In the thread below on router bit depth of cut, do these statements agree with the text? Answer yes or no for each, quoting the deciding words: (a) Mike says a dado joint is cut to half the thickness of the wood. (b) Mike says an engineer found 14 degrees to be the best overall choice. (c) Bear prefers traditional dimension lumber in his projects.

**Extract**.
---------------
# relationship between thickness and depth of cut



## Bear (Feb 12, 2007)

I am trying to understand the math behind any given router bit (for instance a 5/8", 14 degree or 3/4", 7 degree), the depth of cut that one should expect to set it at to produce a tight joint, and the thickness of the wood it can be used on. 

I like to avoid traditional dimension lumber in my projects, but the above has been the source of many BTU's and I'm curious if anyone has this figured out. Manufacturers are great at specific dimensions and profiles, but thats only a beginning.

Thanks in advance for your responses.


----------



## Joe Lyddon (Sep 11, 2004)

*W e l c o m e . . A b o a r d . . Bear*

That's a good question... will be interesting to see the answers...


----------



## Mike (Nov 22, 2004)

There are several basic rules we follow, a good example is when cutting a dado joint we cut half the thickness of the wood. For 3/4" thickness we would set our depth for 3/8". In 1/2" thickness a 1/4" depth. This method keeps the majority of the strength of the wood intact and yet provides a strong joint not likely to pull apart. By using a dovetail bit we gain additional strength through mechanical advantage. It is not just the glue holding the joint together, it is the shear strength of the wood itself working with the glue. By shear strength I mean the amount of pressure required to pull the wood apart. As far as why this angle or that goes, some engineer figured out that 7 degrees was the overall best choice and most followed this example. We know from hand cut dovetails that most any angle will work. As for how to make a tight joint, the less space or slop in the joint the better. If you really need a full explanation on the math I'm afraid you will need to speak with an engineer. I can only provide the practicle, real world explanation.


----------
---------------
**Collected material**.
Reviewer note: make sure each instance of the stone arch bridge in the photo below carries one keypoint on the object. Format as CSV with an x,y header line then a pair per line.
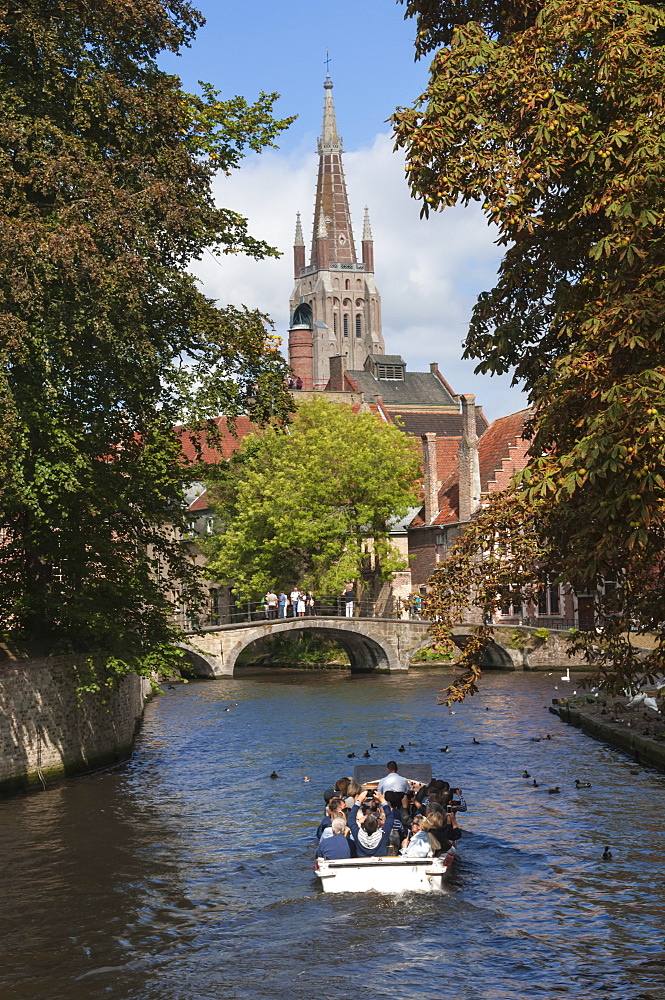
---------------
**Correct answer**.
(a) Yes: "when cutting a dado joint we cut half the thickness of the wood"
(b) No: "some engineer figured out that 7 degrees was the overall best choice"
(c) No: "I like to avoid traditional dimension lumber in my projects"